* AIM OF THE TASK *
Reproduce the full set of records verbatim.

* EXERCISE DATA *
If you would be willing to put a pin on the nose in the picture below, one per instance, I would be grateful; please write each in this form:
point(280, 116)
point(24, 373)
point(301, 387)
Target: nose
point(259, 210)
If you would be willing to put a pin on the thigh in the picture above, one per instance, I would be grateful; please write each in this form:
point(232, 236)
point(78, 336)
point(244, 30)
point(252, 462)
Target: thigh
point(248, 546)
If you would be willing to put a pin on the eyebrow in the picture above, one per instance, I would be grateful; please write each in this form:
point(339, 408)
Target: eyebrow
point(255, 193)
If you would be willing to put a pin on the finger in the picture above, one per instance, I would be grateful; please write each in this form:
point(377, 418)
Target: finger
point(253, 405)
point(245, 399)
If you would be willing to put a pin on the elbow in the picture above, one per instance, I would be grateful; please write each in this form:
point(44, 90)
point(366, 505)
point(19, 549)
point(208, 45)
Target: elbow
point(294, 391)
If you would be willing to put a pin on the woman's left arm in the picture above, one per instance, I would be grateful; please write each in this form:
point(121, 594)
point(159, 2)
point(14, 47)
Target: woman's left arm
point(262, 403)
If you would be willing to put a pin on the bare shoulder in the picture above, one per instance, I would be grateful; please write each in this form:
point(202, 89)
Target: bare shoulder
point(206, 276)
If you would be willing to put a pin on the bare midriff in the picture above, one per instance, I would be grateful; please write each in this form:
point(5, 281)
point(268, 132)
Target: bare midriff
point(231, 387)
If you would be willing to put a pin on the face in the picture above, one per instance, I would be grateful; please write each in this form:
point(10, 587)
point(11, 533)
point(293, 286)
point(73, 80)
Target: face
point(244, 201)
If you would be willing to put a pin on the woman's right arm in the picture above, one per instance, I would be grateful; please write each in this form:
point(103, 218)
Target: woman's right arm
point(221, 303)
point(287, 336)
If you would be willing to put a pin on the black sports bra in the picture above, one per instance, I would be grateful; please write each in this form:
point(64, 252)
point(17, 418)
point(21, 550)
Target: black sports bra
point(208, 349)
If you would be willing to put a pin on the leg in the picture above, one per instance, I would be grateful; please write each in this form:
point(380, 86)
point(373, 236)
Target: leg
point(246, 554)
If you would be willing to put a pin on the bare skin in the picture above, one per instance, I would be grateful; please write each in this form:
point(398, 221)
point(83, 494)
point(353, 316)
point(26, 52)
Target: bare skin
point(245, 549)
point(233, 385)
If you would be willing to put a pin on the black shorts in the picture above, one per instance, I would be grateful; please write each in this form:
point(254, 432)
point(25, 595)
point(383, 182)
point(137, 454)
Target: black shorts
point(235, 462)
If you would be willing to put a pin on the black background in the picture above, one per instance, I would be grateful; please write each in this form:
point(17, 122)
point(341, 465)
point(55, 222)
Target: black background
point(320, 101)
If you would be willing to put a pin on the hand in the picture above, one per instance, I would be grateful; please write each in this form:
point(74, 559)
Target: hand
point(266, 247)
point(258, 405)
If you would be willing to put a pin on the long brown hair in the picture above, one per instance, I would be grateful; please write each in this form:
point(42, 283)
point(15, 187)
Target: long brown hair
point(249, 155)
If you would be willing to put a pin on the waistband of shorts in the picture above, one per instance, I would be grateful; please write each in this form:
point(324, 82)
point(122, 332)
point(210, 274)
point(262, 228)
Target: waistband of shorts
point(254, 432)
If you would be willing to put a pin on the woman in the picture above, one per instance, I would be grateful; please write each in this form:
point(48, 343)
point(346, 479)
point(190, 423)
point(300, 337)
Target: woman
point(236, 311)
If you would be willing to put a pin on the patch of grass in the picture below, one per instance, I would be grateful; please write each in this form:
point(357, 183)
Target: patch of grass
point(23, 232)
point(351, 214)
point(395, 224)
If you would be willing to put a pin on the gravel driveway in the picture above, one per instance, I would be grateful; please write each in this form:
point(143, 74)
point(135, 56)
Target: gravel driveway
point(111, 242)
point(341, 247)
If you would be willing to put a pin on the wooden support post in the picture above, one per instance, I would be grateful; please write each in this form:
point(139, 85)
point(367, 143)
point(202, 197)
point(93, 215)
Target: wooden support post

* SOLVED PROBLEM *
If you would be willing to put a pin on the nose in the picture below, one per instance, I would be grateful; please write each in this form:
point(280, 116)
point(24, 373)
point(301, 387)
Target: nose
point(259, 210)
If you would be willing to put a pin on the thigh in the picture above, one per instance, I would be grateful; please write each in this form:
point(232, 236)
point(78, 336)
point(244, 30)
point(252, 462)
Target: thigh
point(248, 546)
If you would be willing to put a pin on the eyebrow in the picture above, one per instance, I would be grateful; please write each in this form:
point(339, 408)
Target: eyebrow
point(255, 193)
If you would be willing to put a pin on the finger in the picture above, one per instance, I would be grateful; please write each in this form:
point(377, 418)
Target: finger
point(253, 405)
point(245, 399)
If you would be willing to put a pin on the elbow in the picture above, one per instance, I would be grateful; please write each in this form:
point(44, 90)
point(366, 505)
point(19, 549)
point(208, 45)
Target: elbow
point(294, 391)
If you would be willing to put a pin on the woman's left arm in the picture above, one per instance, I would be grateful; please write each in this form:
point(121, 594)
point(159, 2)
point(14, 47)
Target: woman's left arm
point(262, 403)
If you would be willing to put a pin on the bare shoulder in the picture above, one per instance, I would be grateful; please write each in this form:
point(202, 89)
Target: bare shoulder
point(206, 276)
If you would be willing to put a pin on the bare midriff in the picture above, one per instance, I would be grateful; please write each in this form:
point(5, 281)
point(268, 132)
Target: bare midriff
point(231, 387)
If you would be willing to put a pin on the face in the picture above, one per instance, I would be grateful; please write each in this form:
point(10, 587)
point(11, 533)
point(293, 286)
point(73, 80)
Target: face
point(244, 201)
If you would be willing to put a pin on the woman's right arm in the picture above, one per instance, I would be grateful; please write each in this form:
point(103, 218)
Target: woman's right arm
point(221, 303)
point(287, 336)
If you would be willing to put a pin on the black sports bra in the picture above, one per instance, I would be grateful; please write each in this form:
point(64, 252)
point(17, 418)
point(21, 550)
Target: black sports bra
point(208, 349)
If you would be willing to put a pin on the leg in the picture above, one per instance, I would be grateful; please write each in this form:
point(380, 86)
point(373, 236)
Target: leg
point(246, 554)
If you would be willing to put a pin on the bare skin in the picture above, one per instance, I would be grateful; please write each in this form:
point(398, 221)
point(83, 494)
point(353, 316)
point(26, 52)
Target: bare skin
point(245, 549)
point(233, 385)
If you would be willing to put a pin on the black shorts in the picture above, one per instance, I would be grateful; please write each in this form:
point(254, 432)
point(25, 595)
point(383, 182)
point(137, 454)
Target: black shorts
point(235, 462)
If you would be willing to put a pin on the black background in the picture above, one per instance, I would be grateful; please write each in this form:
point(17, 122)
point(341, 465)
point(55, 222)
Target: black background
point(320, 101)
If you would be willing to put a pin on the hand in the picture above, one per instance, I would be grateful; please write each in this form:
point(74, 559)
Target: hand
point(266, 247)
point(258, 405)
If you would be willing to put a pin on the long brown hair in the picture above, one per instance, I would be grateful; please write each in this form:
point(42, 283)
point(15, 187)
Target: long brown hair
point(249, 155)
If you would be willing to put a pin on the waistband of shorts in the picture above, one per instance, I would be grateful; please write each in this form:
point(324, 82)
point(122, 332)
point(210, 274)
point(262, 228)
Target: waistband of shorts
point(254, 432)
If you would be willing to put a pin on the woman in the picture above, one per instance, I would be grateful; please write each in this form:
point(48, 343)
point(346, 479)
point(190, 423)
point(300, 337)
Target: woman
point(236, 311)
If you would be willing to put a pin on the patch of grass in the picture below, one per instance, I would be grateful; please write each in this form:
point(357, 183)
Target: patch of grass
point(23, 232)
point(351, 214)
point(395, 224)
If you would be willing to put a pin on the gravel driveway in the picture above, one per instance, I would be grateful; please write each in this form:
point(143, 74)
point(135, 56)
Target: gravel driveway
point(111, 242)
point(341, 247)
If you would be willing to put a pin on the wooden support post in the picture above, one per instance, I would be grateful; please write each in this form:
point(139, 85)
point(367, 143)
point(202, 197)
point(93, 215)
Target: wooden support post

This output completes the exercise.